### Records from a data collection
○ ○ ○ ○ ○ ○ ○

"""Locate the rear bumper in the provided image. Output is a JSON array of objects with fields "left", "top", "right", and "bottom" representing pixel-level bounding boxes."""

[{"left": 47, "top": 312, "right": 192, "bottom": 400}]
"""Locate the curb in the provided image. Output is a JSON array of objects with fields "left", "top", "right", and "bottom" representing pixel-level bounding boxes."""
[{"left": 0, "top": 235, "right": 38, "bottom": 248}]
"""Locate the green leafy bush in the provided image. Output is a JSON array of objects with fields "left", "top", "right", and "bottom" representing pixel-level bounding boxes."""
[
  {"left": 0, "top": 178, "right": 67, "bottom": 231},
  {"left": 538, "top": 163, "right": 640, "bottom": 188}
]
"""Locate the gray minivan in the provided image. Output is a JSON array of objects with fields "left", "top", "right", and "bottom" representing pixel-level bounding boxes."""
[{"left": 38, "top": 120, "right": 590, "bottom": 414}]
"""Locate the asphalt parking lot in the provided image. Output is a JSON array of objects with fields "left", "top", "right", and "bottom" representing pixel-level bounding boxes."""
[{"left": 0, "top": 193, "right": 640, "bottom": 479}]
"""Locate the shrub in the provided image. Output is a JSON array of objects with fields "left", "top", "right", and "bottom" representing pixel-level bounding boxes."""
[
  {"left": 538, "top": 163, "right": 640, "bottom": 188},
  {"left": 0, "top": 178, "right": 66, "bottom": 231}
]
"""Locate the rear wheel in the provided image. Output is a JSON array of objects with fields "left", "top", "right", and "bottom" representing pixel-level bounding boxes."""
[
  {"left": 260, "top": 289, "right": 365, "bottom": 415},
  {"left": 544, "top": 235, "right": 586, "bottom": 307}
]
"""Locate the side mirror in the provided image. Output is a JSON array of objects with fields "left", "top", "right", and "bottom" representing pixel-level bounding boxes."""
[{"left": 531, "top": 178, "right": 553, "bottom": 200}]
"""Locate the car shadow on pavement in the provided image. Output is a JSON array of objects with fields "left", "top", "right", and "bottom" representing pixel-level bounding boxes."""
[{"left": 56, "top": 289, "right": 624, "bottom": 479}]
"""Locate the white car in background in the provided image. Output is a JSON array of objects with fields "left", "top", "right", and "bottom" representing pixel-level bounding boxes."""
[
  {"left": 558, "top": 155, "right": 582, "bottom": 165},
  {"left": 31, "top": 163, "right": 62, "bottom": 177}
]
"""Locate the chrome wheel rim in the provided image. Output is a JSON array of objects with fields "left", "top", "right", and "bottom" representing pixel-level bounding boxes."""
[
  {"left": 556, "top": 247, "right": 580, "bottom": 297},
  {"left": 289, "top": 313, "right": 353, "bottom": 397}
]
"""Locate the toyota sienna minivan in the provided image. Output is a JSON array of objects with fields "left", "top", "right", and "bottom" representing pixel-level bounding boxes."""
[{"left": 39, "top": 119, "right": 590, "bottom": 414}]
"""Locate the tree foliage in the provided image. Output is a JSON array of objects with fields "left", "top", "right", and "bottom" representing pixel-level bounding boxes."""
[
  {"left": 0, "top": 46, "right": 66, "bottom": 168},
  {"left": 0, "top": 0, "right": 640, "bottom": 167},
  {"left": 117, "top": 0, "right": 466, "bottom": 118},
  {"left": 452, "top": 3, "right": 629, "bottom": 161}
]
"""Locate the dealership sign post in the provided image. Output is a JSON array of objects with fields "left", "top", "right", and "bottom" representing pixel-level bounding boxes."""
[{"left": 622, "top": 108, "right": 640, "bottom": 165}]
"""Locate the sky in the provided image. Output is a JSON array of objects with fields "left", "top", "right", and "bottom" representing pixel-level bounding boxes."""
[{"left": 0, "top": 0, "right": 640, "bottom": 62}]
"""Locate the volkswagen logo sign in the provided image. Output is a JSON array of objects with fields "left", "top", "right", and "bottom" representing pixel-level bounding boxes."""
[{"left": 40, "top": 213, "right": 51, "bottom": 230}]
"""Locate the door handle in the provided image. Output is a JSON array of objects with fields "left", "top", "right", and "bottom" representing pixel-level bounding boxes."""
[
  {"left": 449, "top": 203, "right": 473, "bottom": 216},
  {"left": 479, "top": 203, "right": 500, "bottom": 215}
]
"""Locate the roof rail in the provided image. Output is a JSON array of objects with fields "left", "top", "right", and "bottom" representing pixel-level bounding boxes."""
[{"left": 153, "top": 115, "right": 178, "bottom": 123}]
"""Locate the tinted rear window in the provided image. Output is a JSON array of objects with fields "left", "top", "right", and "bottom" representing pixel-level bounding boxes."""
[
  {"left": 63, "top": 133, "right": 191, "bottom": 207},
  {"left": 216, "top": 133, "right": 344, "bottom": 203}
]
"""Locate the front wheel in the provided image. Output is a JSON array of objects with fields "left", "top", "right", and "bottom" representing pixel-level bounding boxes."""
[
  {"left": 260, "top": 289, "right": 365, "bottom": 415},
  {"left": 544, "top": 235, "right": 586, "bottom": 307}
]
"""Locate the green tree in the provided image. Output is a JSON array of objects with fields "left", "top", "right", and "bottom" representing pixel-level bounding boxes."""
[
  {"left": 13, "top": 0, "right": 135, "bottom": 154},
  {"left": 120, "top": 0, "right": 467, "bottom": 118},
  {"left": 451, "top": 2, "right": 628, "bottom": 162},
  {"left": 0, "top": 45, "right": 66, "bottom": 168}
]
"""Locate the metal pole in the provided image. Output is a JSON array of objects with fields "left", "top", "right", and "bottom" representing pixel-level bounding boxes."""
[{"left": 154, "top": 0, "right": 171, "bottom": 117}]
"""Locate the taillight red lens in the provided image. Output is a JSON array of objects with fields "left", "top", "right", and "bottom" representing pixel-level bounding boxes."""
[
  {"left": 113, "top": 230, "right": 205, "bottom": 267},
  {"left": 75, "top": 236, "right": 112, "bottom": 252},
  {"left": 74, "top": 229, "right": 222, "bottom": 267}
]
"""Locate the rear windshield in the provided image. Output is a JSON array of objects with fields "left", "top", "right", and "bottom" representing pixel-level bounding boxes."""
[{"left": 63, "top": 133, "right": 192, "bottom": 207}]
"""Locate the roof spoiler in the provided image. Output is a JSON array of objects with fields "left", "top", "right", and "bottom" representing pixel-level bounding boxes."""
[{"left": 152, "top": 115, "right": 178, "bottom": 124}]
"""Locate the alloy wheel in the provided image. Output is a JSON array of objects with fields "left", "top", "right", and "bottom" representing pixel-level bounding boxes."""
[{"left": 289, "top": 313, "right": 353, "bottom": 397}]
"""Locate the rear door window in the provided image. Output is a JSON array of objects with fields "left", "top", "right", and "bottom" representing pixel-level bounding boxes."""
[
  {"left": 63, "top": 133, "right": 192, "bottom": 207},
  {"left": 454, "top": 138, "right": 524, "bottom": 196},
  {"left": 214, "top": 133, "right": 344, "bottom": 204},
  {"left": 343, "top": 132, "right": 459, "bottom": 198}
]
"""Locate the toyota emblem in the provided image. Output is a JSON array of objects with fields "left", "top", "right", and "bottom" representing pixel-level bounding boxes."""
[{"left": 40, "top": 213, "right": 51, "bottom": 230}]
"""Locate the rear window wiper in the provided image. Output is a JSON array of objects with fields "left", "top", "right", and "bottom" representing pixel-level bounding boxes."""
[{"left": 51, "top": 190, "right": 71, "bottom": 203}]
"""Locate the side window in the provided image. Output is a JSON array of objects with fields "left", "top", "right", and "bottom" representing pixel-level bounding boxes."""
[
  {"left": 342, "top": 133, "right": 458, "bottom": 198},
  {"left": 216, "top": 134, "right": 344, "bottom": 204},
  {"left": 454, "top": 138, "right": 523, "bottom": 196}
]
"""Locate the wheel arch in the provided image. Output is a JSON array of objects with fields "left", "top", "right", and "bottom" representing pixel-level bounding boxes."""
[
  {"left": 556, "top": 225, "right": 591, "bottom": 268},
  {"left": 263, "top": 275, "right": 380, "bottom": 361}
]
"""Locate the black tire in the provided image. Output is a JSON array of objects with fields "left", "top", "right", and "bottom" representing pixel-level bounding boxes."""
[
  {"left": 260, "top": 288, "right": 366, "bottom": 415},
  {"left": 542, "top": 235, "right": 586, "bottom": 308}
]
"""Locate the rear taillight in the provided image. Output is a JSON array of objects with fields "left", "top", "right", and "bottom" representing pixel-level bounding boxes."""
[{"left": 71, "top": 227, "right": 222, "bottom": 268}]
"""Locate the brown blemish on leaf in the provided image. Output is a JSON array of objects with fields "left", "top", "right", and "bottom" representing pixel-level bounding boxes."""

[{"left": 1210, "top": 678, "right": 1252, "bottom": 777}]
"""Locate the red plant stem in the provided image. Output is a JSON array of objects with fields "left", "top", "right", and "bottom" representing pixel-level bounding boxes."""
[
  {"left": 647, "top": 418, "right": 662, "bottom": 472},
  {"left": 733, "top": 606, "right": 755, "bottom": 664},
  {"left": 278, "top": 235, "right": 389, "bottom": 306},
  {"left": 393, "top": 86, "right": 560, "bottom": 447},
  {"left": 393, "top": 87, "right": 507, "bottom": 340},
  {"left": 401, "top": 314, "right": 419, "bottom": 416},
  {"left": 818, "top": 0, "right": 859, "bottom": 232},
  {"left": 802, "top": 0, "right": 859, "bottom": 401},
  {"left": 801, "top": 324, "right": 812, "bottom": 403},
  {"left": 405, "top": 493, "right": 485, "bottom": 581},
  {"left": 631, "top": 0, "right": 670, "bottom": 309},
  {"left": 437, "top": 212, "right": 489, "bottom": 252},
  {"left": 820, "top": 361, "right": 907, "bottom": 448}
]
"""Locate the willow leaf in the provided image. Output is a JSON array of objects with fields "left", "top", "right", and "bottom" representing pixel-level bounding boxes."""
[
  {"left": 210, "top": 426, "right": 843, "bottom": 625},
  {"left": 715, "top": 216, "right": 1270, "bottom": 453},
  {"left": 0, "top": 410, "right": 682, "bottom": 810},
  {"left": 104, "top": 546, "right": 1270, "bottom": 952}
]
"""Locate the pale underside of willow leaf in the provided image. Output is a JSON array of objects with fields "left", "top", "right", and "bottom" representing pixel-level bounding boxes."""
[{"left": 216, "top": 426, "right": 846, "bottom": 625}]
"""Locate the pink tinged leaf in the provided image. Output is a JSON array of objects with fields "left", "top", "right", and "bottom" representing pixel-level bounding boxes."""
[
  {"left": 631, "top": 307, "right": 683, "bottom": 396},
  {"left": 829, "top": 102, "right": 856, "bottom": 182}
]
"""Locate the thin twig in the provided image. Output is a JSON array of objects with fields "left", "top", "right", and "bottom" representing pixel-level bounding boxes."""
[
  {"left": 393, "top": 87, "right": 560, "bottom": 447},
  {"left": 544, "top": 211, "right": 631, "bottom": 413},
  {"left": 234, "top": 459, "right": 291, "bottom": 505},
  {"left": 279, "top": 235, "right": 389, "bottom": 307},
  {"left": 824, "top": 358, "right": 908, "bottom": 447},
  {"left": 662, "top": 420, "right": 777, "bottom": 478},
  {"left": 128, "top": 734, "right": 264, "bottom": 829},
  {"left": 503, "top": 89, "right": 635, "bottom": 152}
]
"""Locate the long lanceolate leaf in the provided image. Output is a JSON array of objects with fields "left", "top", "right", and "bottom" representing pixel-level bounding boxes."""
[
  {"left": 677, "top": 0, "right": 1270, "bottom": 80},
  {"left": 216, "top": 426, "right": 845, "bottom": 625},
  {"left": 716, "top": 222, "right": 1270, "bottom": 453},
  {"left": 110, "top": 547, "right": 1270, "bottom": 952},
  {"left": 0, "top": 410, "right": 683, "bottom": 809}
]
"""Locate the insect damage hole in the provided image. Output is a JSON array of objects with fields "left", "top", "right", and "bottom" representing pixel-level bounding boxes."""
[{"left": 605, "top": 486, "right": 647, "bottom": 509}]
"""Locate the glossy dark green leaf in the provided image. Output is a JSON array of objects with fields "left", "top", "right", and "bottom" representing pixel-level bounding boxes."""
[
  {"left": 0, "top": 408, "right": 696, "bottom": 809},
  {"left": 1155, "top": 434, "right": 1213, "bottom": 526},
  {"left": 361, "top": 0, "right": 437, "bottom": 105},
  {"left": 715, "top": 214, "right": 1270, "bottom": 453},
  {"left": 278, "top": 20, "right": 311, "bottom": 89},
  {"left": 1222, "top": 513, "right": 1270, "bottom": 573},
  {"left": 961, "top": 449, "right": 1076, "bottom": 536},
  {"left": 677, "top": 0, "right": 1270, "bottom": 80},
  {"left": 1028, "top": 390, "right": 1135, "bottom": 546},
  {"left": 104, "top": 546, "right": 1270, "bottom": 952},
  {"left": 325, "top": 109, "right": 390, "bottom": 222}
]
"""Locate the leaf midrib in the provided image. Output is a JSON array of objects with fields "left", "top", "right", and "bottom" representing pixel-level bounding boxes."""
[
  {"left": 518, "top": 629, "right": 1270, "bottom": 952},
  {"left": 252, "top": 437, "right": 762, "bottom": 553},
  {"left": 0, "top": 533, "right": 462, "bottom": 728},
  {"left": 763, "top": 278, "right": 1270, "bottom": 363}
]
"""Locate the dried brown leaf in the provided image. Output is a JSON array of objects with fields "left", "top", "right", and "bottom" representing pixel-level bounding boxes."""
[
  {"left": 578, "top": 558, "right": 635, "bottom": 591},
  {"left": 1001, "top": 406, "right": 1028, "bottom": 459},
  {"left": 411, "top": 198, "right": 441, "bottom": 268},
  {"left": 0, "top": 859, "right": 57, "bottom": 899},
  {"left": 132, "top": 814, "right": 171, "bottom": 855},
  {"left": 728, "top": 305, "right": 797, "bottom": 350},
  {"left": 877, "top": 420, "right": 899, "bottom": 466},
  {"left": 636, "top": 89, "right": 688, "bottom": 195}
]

○ ○ ○ ○ ○ ○ ○

### DIRECTIONS
Pull out every line of the records above that contains the word "tree", and copy each one in full.

### OUTPUT OF THE TASK
"""Locate the tree foliage in the provided image. Output is a JSON array of objects with fields "left", "top", "right", and "bottom" representing pixel-level bounding boxes."""
"""Locate the green tree in the provided image. Output is a JSON array of objects with fields "left", "top", "right", and "bottom" representing pixel-level bounding boxes."""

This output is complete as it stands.